== REQUIREMENTS ==
Scale the point coordinates in these records. Reproduce every line starting with the line that contains "Where can the white sleeve" and continuing through the end of the records, including the requests. In the answers, multiply each coordinate by 2.6 and round to the nearest whole number, rounding halves up.

== INFORMATION GIVEN ==
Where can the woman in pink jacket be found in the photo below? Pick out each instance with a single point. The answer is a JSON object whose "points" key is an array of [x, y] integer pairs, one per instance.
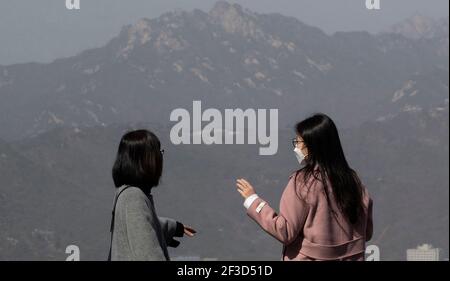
{"points": [[325, 211]]}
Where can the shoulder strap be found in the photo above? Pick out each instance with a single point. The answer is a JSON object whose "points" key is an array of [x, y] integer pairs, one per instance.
{"points": [[112, 219]]}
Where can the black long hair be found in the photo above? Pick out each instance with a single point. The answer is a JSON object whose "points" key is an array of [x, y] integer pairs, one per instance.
{"points": [[139, 161], [321, 138]]}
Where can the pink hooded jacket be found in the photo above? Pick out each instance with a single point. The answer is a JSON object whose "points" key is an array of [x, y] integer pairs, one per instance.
{"points": [[307, 226]]}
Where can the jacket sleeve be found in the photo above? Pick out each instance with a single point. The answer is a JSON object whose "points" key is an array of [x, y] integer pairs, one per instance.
{"points": [[369, 227], [141, 229], [171, 228], [288, 224]]}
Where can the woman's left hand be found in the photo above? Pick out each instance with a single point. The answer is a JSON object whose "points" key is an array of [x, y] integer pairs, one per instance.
{"points": [[245, 188]]}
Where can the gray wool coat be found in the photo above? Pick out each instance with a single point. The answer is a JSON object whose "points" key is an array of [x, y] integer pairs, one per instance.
{"points": [[139, 234]]}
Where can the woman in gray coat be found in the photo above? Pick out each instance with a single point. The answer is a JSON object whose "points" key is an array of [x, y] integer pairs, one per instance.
{"points": [[137, 233]]}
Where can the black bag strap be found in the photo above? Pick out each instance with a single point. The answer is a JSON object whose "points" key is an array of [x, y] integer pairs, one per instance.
{"points": [[112, 220]]}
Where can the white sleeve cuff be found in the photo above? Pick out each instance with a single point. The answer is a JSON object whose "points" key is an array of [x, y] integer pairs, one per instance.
{"points": [[249, 201]]}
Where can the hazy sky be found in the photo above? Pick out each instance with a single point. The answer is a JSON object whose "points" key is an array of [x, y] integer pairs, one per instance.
{"points": [[43, 30]]}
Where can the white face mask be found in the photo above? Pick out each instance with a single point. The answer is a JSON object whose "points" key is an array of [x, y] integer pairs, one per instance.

== TASK SOLUTION ==
Where can the white sleeve cuff be found in the photo above? Pick out each instance with a single point. The answer is a JSON object whose "points" key is an array of [x, y] integer pairs, one per instance.
{"points": [[647, 523]]}
Where can the hazy sky be found in the photo above? Pick out each instance with a single point. The answer is a JSON object whose "points" key is an array of [x, y] integer pairs, one per instance.
{"points": [[112, 78]]}
Where can the white face mask be found in the photo above? Pick out each instance with a single point. The answer is a JSON object whose "points" key is an array of [x, y] integer pairs, one per instance.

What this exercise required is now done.